◆ WORK INSTRUCTIONS
Among the entries, which lines carry the string "positive"? Copy every one.

◆ DATASET RECORDS

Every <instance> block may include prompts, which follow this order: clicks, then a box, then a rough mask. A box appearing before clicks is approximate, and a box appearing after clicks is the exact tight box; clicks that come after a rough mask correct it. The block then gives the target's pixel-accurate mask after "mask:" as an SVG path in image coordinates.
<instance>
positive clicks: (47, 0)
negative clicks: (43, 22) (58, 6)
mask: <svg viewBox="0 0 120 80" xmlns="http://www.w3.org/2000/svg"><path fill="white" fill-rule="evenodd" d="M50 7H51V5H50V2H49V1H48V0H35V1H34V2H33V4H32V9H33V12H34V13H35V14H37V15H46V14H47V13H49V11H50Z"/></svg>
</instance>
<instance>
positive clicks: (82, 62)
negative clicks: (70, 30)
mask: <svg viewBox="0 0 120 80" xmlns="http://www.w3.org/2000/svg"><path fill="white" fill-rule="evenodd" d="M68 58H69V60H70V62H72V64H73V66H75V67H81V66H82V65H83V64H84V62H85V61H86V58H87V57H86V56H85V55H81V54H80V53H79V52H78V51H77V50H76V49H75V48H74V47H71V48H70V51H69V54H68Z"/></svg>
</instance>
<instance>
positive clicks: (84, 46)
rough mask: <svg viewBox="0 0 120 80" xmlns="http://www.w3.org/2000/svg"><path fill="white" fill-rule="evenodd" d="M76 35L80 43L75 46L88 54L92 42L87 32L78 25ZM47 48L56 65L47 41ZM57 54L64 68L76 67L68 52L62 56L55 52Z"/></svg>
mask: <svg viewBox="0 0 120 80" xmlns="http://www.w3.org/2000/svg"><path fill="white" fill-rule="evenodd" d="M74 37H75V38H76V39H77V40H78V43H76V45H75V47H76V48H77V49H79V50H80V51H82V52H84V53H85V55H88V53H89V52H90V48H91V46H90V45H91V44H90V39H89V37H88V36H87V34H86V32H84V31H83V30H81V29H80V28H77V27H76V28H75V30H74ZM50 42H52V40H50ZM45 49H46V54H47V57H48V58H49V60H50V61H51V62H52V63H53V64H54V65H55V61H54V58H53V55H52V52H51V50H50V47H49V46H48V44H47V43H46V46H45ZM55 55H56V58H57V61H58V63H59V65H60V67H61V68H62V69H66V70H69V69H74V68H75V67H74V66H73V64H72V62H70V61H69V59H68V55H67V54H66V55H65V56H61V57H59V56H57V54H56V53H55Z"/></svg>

◆ SOLUTION BELOW
positive clicks: (47, 0)
positive clicks: (82, 62)
positive clicks: (84, 46)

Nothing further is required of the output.